What is being asked> Translate this sentence from the text about Samuel Q. Richardson below into Spanish: "He moved to Texas in 1848 and settled in Rusk County, where he established a mill."

Richardson, Samuel Q.

1848

Samuel Q. Richardson, Van Zandt County saltmaker and county judge, the son of S. Q. and Mary (Harrison) Richardson, was born in Frankfort, Kentucky, in 1828. He was raised in Bourbon County, Kentucky, and Van Buren County, Iowa, after which he began farming. He moved to Texas in 1848 and settled in Rusk County, where he established a mill. He served as Rusk County deputy sheriff in 1851 and 1852, engaged in freighting in East Texas, and was briefly a clerk in Shreveport, Louisiana. In 1853 he established a mill at Henderson and in 1856 a steam sawmill at Tyler. In 1859 Richardson moved to Van Zandt County, where he bought 4,000 acres of land at Saline Prairie, including the salt-manufacturing operations of Frederick J. Hamm, and engaged in saltmaking. During the Civil War Richardson enlisted in Company I of the Twenty-second Infantry, served in Louisiana and Texas, and spent some time in the North. His wife ran the saltworks in his absence, and for a time it was used by federal forces. After the war Richardson returned to Van Zandt County, where he was appointed chief justice and resumed salt production. He produced as much as 200 to 300 bags a day but in 1875 leased his salt works to a St. Louis company organized by G. M. Overlease. Richardson moved to Dallas in 1878, bought fifteen acres on the Houston and Texas Central Railroad for an ice plant, and operated it for several years. He also laid out Richardson's Addition, which became part of the city. After living for a time in Dallas, he returned to Grand Saline, where he established the first deep well to pierce the rock-salt bed and established a salt plant on the Texas and Pacific Railroad that he operated until his death. In 1892 Richardson installed steam lines to increase salt production to 600 barrels a day. His plant was across the railroad tracks from the site of the present southeast corner of Grand Saline. In 1860 Richardson married Mary J. Casen, with whom he had four children, and in 1896 he married Willie Whitworth, with whom he had one child. He died in 1900 and was buried in Dallas. After his death, the salt plant passed through several changes of management and ownership. Heirs of the estate sold their holdings in 1904 to the Grand Saline Salt Company, organized by Emerson Carey and J. Kirk, and in 1920 it became part of the Morton Salt Company.

Grand Saline, C.S.A.

Data rows>

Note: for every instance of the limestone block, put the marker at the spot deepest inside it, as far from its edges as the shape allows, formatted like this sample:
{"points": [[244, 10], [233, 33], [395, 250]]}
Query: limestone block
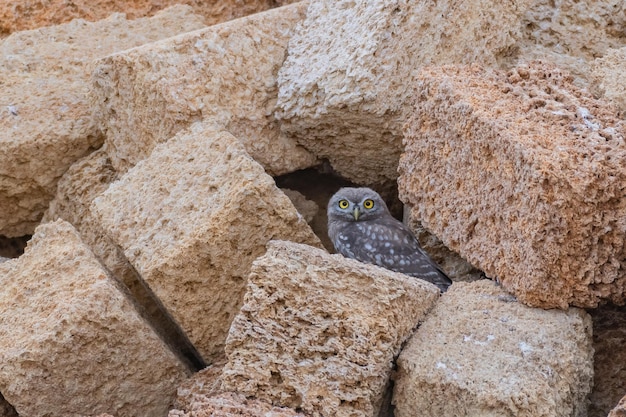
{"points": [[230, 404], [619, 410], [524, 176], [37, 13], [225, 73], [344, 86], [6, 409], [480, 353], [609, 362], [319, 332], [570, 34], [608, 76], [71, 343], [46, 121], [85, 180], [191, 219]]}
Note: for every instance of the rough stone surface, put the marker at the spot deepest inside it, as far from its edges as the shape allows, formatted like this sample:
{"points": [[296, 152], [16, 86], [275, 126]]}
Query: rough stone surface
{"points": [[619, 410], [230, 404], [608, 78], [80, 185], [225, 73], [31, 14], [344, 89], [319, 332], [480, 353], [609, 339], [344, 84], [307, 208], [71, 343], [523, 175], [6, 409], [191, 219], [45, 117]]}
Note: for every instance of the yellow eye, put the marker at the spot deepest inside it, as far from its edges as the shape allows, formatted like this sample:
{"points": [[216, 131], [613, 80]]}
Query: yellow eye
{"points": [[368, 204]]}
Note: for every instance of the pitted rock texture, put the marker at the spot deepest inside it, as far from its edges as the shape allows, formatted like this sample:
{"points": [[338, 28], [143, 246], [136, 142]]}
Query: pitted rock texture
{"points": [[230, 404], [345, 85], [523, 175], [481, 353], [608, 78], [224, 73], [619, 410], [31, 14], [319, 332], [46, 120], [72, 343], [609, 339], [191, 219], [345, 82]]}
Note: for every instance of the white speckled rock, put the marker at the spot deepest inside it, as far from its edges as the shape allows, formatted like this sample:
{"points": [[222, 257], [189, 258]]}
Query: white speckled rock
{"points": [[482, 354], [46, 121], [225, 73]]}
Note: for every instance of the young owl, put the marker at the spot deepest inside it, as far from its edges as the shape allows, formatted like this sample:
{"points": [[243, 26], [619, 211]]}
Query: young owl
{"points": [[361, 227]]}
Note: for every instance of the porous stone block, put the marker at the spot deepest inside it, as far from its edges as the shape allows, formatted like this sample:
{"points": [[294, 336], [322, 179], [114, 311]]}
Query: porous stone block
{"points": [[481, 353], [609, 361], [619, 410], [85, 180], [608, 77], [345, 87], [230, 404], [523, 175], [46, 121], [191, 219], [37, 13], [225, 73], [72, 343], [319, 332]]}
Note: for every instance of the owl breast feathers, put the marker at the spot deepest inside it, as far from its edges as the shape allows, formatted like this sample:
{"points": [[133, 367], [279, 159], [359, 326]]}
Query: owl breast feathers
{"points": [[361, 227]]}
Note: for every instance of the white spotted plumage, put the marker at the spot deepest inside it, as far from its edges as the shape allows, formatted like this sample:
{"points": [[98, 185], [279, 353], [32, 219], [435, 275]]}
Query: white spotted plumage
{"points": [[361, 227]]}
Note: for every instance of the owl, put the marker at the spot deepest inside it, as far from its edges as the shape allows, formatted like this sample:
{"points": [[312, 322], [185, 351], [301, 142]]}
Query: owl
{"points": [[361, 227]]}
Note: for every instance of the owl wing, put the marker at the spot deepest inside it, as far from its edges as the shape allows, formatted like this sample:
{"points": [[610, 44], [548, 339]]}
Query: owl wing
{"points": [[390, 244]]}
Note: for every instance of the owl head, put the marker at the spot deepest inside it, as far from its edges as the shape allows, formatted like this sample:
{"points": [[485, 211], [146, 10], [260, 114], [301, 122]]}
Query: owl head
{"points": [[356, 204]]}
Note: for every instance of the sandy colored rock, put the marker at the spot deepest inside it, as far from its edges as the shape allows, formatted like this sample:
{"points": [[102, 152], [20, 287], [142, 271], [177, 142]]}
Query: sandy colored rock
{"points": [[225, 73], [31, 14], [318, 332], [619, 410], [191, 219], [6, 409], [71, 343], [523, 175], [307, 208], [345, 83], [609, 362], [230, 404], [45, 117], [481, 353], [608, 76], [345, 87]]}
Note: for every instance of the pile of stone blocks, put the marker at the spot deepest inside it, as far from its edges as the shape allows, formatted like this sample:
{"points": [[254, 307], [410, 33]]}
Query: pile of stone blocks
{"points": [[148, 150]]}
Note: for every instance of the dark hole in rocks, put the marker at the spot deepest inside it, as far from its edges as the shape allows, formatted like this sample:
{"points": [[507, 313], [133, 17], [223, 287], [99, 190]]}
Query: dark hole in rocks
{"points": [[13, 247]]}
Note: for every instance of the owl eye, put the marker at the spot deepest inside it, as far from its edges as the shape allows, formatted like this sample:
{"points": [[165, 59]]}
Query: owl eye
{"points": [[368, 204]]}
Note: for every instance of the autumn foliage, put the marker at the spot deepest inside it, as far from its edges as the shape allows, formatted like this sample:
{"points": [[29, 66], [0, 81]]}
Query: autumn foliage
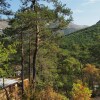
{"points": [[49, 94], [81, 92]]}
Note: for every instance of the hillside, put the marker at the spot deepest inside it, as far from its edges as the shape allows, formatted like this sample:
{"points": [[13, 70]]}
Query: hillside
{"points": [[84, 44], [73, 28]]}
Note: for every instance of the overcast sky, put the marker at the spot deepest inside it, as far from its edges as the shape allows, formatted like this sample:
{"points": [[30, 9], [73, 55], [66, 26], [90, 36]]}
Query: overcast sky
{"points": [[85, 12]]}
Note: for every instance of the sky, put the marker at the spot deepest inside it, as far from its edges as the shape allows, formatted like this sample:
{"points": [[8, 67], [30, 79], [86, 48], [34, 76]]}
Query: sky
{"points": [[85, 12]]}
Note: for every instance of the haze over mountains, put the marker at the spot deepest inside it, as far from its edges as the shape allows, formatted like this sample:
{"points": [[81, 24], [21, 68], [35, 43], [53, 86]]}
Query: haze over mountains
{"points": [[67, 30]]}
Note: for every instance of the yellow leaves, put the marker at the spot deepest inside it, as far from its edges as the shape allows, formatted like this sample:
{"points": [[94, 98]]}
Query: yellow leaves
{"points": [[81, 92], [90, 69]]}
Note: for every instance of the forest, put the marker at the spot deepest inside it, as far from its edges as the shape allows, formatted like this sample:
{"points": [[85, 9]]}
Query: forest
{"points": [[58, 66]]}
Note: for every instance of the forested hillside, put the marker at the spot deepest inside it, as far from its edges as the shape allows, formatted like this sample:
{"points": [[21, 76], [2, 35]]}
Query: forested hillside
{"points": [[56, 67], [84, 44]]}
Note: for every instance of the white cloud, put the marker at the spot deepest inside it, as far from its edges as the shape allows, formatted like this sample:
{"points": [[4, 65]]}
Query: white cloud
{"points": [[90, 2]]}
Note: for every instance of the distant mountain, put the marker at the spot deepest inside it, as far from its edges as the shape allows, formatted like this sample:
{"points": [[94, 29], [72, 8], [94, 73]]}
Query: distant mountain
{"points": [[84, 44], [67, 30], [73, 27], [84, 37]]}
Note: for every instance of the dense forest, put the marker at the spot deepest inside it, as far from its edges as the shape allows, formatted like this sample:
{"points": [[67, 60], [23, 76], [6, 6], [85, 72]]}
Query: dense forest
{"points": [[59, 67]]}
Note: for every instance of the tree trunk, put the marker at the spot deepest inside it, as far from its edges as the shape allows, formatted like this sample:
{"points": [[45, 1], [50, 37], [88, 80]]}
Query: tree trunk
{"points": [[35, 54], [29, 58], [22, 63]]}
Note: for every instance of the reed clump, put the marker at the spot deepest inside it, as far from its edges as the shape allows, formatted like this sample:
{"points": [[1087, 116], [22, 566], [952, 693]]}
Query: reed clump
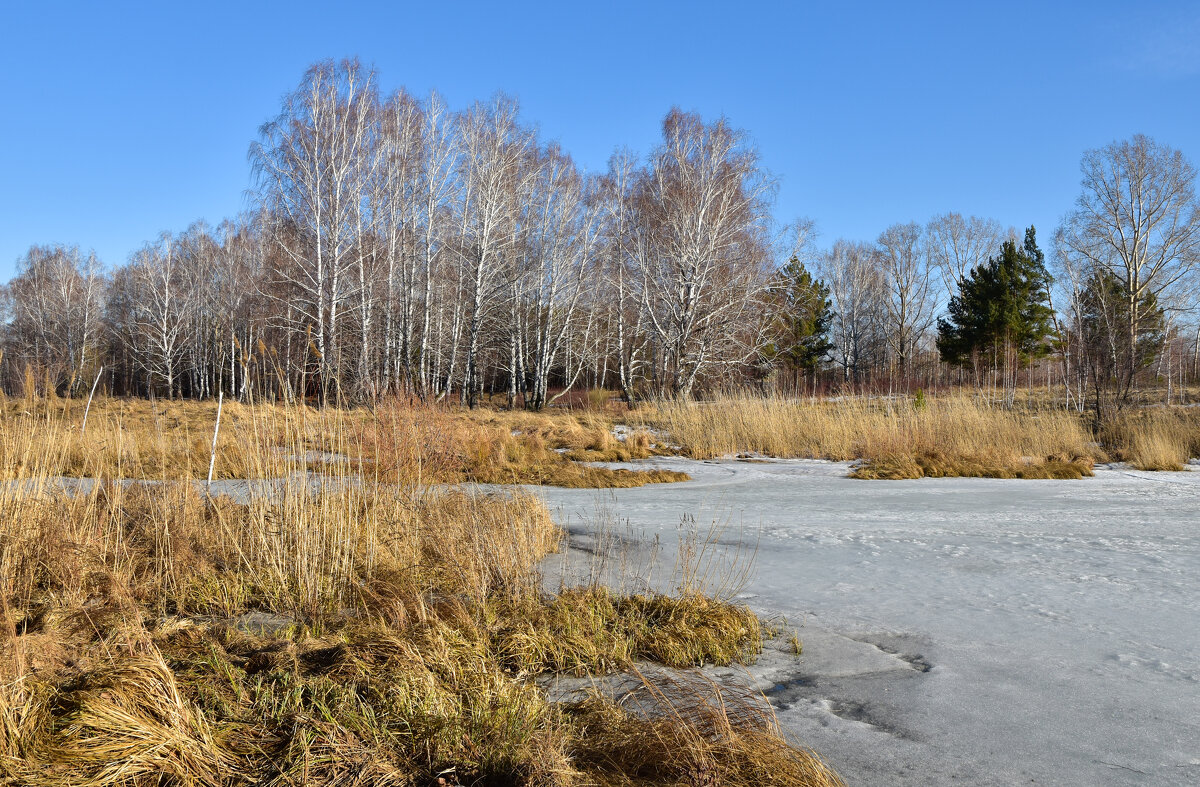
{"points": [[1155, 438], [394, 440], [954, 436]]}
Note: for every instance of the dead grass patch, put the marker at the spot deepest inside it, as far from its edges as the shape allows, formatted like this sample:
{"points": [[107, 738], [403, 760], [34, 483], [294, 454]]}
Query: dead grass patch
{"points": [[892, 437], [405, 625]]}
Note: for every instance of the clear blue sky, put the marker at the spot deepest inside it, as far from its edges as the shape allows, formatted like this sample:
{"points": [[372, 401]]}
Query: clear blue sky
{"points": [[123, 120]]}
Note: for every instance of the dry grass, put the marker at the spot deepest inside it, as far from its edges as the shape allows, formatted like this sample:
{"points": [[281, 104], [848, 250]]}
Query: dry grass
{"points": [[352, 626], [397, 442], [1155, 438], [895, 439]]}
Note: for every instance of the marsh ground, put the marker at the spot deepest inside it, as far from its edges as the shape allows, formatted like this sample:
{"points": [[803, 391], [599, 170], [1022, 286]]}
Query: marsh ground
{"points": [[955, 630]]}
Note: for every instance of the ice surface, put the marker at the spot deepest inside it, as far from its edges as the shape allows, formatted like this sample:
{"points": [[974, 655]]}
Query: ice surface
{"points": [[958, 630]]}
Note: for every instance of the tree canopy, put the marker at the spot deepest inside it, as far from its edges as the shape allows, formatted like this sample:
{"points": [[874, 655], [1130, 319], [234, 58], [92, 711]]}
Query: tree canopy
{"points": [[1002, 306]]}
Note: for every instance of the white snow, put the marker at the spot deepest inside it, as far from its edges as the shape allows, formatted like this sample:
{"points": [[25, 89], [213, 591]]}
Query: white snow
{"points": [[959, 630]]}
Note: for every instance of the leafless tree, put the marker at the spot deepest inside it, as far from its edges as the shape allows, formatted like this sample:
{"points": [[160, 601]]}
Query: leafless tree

Written response> Se mudó a Texas en 1848 y se estableció en el condado de Rusk, donde fundó un molino.